* [What you have to do]:
Restate the whole listing exactly.

*** Provided information

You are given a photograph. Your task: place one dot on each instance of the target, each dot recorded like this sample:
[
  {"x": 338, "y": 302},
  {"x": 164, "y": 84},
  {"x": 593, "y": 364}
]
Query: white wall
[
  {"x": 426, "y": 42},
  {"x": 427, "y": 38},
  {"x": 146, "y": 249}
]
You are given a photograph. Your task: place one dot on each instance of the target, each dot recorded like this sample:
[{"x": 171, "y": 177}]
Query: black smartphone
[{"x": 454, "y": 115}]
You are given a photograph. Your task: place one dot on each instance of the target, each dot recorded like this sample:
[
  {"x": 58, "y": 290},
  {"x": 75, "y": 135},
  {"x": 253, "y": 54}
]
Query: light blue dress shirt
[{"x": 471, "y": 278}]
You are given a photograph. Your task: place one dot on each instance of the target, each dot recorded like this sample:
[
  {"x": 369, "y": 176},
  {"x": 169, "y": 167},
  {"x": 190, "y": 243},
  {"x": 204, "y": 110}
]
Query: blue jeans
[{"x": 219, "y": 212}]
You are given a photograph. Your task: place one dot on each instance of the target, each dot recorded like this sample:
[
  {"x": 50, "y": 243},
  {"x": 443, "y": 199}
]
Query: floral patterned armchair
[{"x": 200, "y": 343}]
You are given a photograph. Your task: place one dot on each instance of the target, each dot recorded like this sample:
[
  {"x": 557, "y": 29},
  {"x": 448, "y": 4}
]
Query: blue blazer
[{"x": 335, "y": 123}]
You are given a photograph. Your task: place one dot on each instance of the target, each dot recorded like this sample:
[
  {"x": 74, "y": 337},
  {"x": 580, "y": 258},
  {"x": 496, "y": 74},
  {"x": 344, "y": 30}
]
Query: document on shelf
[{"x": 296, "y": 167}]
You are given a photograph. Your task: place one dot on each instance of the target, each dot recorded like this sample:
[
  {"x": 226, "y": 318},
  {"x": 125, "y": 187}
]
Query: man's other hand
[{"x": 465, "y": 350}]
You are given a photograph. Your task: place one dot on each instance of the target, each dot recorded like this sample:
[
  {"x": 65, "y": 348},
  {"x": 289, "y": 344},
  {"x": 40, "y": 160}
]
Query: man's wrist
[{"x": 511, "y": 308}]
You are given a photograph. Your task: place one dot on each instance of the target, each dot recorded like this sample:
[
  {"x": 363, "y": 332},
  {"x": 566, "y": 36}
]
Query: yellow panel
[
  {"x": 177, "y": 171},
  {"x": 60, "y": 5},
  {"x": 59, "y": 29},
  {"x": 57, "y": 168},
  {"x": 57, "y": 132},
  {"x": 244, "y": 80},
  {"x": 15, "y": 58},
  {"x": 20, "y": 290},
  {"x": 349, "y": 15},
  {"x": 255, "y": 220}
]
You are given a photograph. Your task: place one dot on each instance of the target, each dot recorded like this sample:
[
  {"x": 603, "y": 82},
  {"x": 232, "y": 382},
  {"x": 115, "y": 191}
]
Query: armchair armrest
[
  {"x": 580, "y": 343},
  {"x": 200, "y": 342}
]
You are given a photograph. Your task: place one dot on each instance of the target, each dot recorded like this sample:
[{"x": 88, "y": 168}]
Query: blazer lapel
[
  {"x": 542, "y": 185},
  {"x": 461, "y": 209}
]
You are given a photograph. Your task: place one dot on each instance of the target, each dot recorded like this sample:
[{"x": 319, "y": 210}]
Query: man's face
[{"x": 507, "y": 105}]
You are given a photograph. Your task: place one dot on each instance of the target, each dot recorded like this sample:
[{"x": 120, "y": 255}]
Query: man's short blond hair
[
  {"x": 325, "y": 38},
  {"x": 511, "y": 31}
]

******

* [Output for this exercise]:
You are given a photograph. Your task: place one dot on each instance of the target, each dot recorded like this sample:
[
  {"x": 338, "y": 302},
  {"x": 164, "y": 84},
  {"x": 593, "y": 364}
]
Query: white wall
[
  {"x": 426, "y": 42},
  {"x": 427, "y": 38},
  {"x": 146, "y": 249}
]
You are given a photograph. Your task: place one dot on each instance of the target, each dot recorded like this sample:
[{"x": 171, "y": 177}]
Query: black smartphone
[{"x": 454, "y": 115}]
You are given a photograph. Your task: place one dot on each instance of the target, each dot recorded like this sample:
[
  {"x": 58, "y": 290},
  {"x": 75, "y": 135},
  {"x": 253, "y": 54}
]
Query: light blue dress shirt
[{"x": 471, "y": 278}]
You are given a photograph. Your task: place one dot on each instance of the target, each dot recorded like this sample:
[
  {"x": 369, "y": 176},
  {"x": 169, "y": 167},
  {"x": 190, "y": 243},
  {"x": 204, "y": 110}
]
Query: blue jeans
[{"x": 219, "y": 212}]
You are given a photograph. Your task: place one dot on each instance of the target, each dot recorded like this sample:
[
  {"x": 50, "y": 243},
  {"x": 443, "y": 199}
]
Query: floral patterned armchair
[{"x": 200, "y": 343}]
You are given a photograph. Your task: place one dot on each instance of the target, each dot recorded like this sample:
[
  {"x": 557, "y": 29},
  {"x": 448, "y": 4}
]
Query: blue blazer
[{"x": 335, "y": 123}]
You are given a photograph. Your task: place one dot on each instance of the target, each dot recorded like this sample:
[
  {"x": 74, "y": 337},
  {"x": 580, "y": 258},
  {"x": 496, "y": 74},
  {"x": 344, "y": 30}
]
Query: document on shelf
[{"x": 296, "y": 167}]
You are given a photograph. Your task: place one dot on each instance of the target, each dot recorded like this sample:
[
  {"x": 226, "y": 318},
  {"x": 125, "y": 187}
]
Query: man's other hand
[{"x": 465, "y": 350}]
You are given a photograph. Your task: place one dot on each instance of the target, each dot recorded like this sample:
[
  {"x": 65, "y": 348},
  {"x": 289, "y": 344},
  {"x": 40, "y": 160}
]
Query: man's wrist
[{"x": 511, "y": 308}]
You are given a photograph. Your task: place one dot on each instance of the target, each dot recorded like this sample:
[
  {"x": 363, "y": 332},
  {"x": 566, "y": 36}
]
Query: yellow panel
[
  {"x": 177, "y": 171},
  {"x": 60, "y": 5},
  {"x": 59, "y": 29},
  {"x": 57, "y": 168},
  {"x": 57, "y": 132},
  {"x": 244, "y": 80},
  {"x": 15, "y": 58},
  {"x": 20, "y": 290},
  {"x": 349, "y": 15},
  {"x": 255, "y": 220}
]
You are given a photograph. Your task: place one dot on each instance of the target, each dot recorded like this sample:
[
  {"x": 603, "y": 82},
  {"x": 232, "y": 382},
  {"x": 115, "y": 191}
]
Query: armchair armrest
[
  {"x": 580, "y": 343},
  {"x": 200, "y": 342}
]
You are given a photograph. Your task: place one dot on each instance of the target, each dot recorded like this sample:
[{"x": 88, "y": 168}]
Query: blazer lapel
[
  {"x": 542, "y": 185},
  {"x": 461, "y": 209}
]
You are given a photograph. Your task: place one dot on each instance of the target, each dot recorded like this sample:
[{"x": 319, "y": 210}]
Query: man's face
[{"x": 507, "y": 105}]
You are given a photograph. Your task: place one dot on each instance of the target, each dot recorded like this sample:
[{"x": 120, "y": 255}]
Query: man's short blond hair
[
  {"x": 325, "y": 38},
  {"x": 511, "y": 31}
]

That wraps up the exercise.